* **Work to complete**
• 1. In the traffic medicine article, rewrite the text from "In more recent" to "on human beings.", changing "human beings" to "people".
• 2. According to the traffic medicine article, when were the Sláinte agus Tiomáint, Medical Fitness to Drive Guidelines published?

* **Source passage**
----
Rules take in age and several medical conditions when assessing a driver’s ability
Guidelines on fitness to drive make the way clearer for GPs and motorists
Traffic medicine guidelines relate to drivers of all ages. Photograph: iStockphoto
Although the first automobile fatality in the world occurred in Ireland in 1869, traffic medicine is a relatively new specialism in this country. Mary Ward, a celebrated scientist, artist and astronomer, died from crush injuries at the age of 42 after she fell under the wheels of an experimental steam car built by her cousins.
In more recent times, traffic medicine is a speciality embracing all disciplines, techniques and methods aimed at reducing the harm traffic crashes inflict on human beings.
Medical standards for driver licensing are used internationally to ensure that the driver’s health status does not increase their risk of crashing. The most visible face of traffic medicine in most countries is the “medical fitness to drive” aspect of driver licensing.
Guidelines The National Programme Office for Traffic Medicine at the Royal College of Physicians of Ireland has developed
guidelines for assessing a person’s fitness to drive on behalf of the Road Safety Authority (RSA).
Sláinte agus Tiomáint, Medical Fitness to Drive Guidelines, published in March 2015, contains medical standards to guide the health assessments of drivers of cars, motorcycles, buses and trucks for licensing purposes.
The information in the guidelines is intended to assist doctors and other healthcare professionals in advising their patients on fitness to drive, requirements for reporting to the national driver licence service (NDLS) and guidance on review of these conditions.
The health professional has an ethical obligation, and potentially a legal one, to give clear advice to drivers in cases where an illness or injury may increase their “risk of impairment” while driving.
Until 2012, Irish GPs had largely been relying on the UK guidelines when it came to undertaking medical fitness to drive (MFTD) assessments of their patients.
Since then, the National Programme Office for Traffic Medicine has been involved in a number of traffic medicine educational initiatives aimed at enhancing the vital skills needed by medical postgraduate students, trainees and doctors.
The office is currently enhancing its postgraduate education programme by developing a certificate and diploma in traffic medicine.
Prof Desmond O’Neill, programme director for the office, explains that the guidelines, which will be reviewed annually, will mean little change for most Irish drivers, but they have brought more clarity and protection to GPs in carrying out fitness-to- drive assessments.
----
Items listed in a dataset
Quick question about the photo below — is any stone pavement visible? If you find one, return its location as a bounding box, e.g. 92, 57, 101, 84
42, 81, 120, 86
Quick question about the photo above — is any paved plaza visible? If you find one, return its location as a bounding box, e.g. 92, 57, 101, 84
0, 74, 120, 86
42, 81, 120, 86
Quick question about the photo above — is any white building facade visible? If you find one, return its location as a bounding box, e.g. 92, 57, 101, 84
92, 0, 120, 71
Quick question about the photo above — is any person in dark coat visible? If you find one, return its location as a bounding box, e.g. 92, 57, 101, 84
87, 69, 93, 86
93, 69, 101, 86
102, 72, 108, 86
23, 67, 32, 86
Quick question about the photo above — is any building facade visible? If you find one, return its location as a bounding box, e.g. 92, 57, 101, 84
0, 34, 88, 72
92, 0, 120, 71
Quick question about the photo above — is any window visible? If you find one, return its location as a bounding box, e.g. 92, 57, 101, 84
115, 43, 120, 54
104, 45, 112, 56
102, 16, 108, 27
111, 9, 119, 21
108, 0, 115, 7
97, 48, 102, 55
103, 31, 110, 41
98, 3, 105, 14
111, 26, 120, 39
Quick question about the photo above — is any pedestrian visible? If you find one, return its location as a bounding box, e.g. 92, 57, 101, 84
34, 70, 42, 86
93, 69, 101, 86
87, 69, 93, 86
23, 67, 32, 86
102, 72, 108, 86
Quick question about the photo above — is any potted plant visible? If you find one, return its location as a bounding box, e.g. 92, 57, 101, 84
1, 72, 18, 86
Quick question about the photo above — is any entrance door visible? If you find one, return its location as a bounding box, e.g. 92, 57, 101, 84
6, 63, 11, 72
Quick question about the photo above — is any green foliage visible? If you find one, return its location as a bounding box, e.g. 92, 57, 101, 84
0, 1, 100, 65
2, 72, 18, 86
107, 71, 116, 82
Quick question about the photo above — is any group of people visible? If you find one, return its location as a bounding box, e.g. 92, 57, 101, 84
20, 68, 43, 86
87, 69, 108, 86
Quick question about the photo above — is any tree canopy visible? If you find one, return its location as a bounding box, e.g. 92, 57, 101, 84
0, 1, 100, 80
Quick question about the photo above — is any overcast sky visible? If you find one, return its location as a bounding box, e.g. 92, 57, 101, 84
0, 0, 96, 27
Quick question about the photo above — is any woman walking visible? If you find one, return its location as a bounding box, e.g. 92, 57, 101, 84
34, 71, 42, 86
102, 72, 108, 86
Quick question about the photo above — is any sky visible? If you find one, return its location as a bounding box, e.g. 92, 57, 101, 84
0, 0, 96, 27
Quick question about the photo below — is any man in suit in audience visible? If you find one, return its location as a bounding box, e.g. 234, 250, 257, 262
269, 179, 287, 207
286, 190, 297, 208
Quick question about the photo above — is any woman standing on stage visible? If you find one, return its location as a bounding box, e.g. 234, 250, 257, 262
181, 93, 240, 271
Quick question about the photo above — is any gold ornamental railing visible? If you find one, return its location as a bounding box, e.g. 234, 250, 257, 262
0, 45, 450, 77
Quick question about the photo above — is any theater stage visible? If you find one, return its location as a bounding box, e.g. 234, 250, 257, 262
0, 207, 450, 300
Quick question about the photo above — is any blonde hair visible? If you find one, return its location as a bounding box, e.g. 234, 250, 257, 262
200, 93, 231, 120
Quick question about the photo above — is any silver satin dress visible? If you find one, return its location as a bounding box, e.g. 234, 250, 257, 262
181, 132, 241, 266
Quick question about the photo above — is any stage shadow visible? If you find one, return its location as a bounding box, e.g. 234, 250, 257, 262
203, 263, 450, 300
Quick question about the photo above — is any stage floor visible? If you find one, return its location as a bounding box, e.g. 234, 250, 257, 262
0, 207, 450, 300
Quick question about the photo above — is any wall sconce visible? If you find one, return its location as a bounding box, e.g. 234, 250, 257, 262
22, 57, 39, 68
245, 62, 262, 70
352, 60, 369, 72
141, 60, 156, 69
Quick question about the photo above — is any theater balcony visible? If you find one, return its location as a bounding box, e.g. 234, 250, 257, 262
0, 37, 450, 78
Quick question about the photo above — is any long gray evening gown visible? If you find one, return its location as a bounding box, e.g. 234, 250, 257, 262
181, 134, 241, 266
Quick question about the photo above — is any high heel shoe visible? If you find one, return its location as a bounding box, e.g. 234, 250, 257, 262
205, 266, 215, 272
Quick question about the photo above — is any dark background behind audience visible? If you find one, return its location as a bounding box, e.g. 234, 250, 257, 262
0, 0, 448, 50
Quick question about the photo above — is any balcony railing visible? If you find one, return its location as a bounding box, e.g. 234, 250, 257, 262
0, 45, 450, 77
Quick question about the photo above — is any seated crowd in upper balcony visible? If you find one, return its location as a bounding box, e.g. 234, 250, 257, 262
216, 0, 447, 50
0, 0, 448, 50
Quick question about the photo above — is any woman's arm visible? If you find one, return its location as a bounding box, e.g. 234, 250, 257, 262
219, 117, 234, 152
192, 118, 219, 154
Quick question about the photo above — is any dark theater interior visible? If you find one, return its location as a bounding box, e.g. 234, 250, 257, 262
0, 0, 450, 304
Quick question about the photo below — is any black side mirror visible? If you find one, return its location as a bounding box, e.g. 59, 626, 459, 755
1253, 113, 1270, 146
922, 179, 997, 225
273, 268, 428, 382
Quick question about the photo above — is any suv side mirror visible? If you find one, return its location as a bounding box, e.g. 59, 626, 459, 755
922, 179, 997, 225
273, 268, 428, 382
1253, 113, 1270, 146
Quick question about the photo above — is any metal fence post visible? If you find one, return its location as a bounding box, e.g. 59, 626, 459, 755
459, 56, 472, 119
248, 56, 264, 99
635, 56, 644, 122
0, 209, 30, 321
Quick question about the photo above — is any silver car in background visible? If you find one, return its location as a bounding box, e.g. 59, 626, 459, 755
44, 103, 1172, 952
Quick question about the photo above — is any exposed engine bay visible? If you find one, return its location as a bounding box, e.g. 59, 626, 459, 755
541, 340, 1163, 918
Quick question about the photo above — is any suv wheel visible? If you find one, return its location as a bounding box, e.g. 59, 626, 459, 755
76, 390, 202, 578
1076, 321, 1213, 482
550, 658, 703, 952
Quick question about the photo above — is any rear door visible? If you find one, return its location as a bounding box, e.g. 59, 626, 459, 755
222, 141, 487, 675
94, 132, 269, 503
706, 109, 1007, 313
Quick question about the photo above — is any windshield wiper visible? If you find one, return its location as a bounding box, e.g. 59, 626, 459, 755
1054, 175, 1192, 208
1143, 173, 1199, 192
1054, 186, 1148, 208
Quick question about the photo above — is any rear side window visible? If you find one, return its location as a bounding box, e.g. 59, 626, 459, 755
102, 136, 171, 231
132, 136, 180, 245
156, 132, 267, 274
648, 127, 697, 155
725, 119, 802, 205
----
* **Completed exercise**
• 1.
In more recent times, traffic medicine is a speciality embracing all disciplines, techniques and methods aimed at reducing the harm traffic crashes inflict on people.

• 2. March 2015